#### Passage
□ □ □
11. Do not provide any information to the police that you think might persuade them to drop the allegation: they may actually use it to get the accuser to change the details of the allegation. (Jim Davidson was accused of abusing someone in his dressing room at the London Palladium. He provided information to the police showing that the description given by the accuser was inaccurate and not feasible, so the police went back to the accuser who changed the venue to another one 50 miles away).
If you are charged
12. Once you appear in court the prosecution (CPS) have to start to disclose material to you. The first thing you will get should be transcripts of your own interviews and copies of the statements of your accuser/s. Go through these very carefully. Identify anything that you wish to comment on in your own statements and anything from the accusers’ statements and make detailed notes, referring to page numbers etc. Add anything relevant here to your timeline, such as dates of the interviews with the accuser.
13. You will also get copies of a ‘Police schedule of relevant non-sensitive unused material’, containing all actions etc. carried out in your case. In the right-hand-column the prosecution add notes:
D = Disclose to defence
I: Disclosable to defence and defence can inspect
ND: Not Disclosable
CND: Clearly not Disclosable
D&C: Disclosable and copied (to you)
‘May assist the defence”.
□ □ □
#### Entries from a data collection

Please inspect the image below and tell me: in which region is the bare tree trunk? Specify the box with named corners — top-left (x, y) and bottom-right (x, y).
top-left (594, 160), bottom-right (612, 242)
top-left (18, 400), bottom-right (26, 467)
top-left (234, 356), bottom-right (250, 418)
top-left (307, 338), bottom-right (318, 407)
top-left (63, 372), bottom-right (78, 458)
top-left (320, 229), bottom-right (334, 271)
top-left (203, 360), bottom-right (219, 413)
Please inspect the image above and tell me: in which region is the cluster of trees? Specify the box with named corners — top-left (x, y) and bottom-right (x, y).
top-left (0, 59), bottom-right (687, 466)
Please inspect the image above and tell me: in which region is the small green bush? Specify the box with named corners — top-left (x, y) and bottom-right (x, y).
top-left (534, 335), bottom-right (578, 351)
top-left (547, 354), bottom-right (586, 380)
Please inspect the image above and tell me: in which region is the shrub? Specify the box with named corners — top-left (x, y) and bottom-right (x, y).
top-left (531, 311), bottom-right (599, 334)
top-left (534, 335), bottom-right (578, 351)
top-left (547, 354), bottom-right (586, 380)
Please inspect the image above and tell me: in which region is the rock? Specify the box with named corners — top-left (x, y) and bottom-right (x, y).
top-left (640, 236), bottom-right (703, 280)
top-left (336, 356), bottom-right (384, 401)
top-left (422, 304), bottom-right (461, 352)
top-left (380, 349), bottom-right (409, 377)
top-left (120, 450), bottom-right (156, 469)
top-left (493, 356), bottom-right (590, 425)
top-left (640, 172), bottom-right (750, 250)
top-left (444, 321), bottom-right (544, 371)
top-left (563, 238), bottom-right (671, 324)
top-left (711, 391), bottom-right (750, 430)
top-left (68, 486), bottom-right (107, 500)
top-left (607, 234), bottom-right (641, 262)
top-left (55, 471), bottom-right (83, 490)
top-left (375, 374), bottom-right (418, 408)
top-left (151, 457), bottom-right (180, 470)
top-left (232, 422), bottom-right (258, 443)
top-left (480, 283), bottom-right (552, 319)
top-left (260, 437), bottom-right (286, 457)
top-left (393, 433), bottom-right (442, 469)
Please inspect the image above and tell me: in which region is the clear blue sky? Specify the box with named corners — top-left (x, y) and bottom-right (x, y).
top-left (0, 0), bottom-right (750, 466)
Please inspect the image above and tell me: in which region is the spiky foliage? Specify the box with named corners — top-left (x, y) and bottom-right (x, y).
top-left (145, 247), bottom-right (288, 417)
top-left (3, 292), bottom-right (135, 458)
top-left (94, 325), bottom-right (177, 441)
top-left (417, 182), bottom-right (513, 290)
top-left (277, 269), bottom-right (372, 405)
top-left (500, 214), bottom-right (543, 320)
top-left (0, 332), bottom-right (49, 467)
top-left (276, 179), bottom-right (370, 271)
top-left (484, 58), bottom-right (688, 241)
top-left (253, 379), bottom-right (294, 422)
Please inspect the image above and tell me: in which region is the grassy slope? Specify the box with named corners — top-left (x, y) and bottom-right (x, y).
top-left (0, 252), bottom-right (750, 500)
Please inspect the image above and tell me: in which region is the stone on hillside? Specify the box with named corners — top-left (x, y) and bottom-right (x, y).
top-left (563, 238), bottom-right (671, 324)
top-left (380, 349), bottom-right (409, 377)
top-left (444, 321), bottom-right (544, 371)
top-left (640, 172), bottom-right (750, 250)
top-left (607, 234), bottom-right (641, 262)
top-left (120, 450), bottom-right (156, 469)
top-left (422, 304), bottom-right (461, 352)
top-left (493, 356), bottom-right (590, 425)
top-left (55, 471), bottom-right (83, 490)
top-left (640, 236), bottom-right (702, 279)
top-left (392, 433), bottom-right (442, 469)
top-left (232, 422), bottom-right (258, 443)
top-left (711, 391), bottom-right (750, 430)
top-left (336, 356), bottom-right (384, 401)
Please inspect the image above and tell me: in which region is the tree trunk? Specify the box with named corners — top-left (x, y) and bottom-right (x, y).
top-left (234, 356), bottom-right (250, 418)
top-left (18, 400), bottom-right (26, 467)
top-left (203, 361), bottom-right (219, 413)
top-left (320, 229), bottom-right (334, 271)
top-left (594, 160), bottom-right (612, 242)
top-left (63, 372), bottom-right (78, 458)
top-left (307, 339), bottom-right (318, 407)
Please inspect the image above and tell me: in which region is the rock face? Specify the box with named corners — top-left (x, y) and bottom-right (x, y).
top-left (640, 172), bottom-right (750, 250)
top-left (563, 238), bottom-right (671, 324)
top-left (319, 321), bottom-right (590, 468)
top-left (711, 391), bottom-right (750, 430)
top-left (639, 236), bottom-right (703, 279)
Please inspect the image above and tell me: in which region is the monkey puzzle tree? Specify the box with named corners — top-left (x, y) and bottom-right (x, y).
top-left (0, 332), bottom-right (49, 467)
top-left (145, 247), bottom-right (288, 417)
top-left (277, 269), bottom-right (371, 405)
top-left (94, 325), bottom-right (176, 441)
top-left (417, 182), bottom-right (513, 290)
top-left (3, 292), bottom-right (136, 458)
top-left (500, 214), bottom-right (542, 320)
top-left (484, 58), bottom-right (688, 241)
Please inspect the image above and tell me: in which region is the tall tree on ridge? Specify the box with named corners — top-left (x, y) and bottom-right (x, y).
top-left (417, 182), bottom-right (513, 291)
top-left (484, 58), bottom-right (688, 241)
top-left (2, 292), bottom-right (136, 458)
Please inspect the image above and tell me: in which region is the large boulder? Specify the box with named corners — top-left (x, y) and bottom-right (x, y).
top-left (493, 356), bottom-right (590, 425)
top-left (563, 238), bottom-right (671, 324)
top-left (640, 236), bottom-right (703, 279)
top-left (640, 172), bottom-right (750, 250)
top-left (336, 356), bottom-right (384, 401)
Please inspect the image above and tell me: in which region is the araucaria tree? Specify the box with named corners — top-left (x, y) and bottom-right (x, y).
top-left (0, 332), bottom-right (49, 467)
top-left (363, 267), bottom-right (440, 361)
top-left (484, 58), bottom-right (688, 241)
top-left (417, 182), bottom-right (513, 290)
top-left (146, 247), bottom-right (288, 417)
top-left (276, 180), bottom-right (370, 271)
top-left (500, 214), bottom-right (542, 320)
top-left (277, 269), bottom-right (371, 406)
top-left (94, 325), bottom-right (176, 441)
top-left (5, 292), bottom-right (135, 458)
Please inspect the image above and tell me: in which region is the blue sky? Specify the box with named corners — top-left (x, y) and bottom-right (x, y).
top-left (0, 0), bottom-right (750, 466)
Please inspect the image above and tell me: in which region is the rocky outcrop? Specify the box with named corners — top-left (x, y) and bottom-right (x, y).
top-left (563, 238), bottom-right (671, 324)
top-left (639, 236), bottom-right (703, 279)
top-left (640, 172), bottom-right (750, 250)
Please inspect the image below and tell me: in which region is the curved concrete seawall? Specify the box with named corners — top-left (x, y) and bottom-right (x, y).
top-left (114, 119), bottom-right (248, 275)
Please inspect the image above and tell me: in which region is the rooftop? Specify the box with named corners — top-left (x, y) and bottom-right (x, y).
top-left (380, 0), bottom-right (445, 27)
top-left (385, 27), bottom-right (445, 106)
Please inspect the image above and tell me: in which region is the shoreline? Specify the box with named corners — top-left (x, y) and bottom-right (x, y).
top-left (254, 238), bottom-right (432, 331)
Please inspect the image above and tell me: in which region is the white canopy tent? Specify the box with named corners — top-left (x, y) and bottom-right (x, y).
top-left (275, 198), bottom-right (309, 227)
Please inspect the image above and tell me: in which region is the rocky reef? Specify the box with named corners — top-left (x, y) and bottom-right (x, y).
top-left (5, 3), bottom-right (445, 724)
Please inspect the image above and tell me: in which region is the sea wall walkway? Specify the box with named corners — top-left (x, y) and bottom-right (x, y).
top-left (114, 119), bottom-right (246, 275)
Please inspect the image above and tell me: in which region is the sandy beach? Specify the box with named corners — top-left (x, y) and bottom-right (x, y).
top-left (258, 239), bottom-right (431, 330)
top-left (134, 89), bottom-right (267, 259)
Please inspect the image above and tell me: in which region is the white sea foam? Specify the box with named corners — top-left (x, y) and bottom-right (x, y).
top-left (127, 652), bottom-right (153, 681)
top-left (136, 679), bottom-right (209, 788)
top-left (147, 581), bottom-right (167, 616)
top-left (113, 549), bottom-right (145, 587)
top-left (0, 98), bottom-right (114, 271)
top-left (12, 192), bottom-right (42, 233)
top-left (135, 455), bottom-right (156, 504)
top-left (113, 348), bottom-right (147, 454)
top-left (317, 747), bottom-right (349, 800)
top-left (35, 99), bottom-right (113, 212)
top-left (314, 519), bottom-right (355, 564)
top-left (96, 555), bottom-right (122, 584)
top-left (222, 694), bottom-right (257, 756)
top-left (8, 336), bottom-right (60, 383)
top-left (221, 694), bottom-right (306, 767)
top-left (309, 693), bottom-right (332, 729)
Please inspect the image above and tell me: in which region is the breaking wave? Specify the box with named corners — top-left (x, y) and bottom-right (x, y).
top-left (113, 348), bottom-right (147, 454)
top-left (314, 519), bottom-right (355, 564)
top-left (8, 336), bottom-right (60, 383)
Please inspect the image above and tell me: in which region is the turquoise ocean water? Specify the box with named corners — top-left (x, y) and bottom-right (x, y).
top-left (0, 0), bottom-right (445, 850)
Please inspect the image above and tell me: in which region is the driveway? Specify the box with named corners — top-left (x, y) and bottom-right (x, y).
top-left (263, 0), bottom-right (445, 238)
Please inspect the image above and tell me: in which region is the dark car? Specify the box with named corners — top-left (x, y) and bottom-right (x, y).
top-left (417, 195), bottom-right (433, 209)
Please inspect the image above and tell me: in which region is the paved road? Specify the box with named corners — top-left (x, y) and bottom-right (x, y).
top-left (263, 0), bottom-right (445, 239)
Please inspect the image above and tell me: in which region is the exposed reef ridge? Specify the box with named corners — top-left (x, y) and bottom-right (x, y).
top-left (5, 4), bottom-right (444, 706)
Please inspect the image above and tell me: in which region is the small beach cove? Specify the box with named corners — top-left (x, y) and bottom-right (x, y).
□ □ □
#### Assignment
Can you write out the advice text from "11. Do not provide" up to and including "50 miles away).", switching "police" to "investigators"? These entries are separate material, unrelated to the advice text.

#### Completed task
11. Do not provide any information to the investigators that you think might persuade them to drop the allegation: they may actually use it to get the accuser to change the details of the allegation. (Jim Davidson was accused of abusing someone in his dressing room at the London Palladium. He provided information to the investigators showing that the description given by the accuser was inaccurate and not feasible, so the investigators went back to the accuser who changed the venue to another one 50 miles away).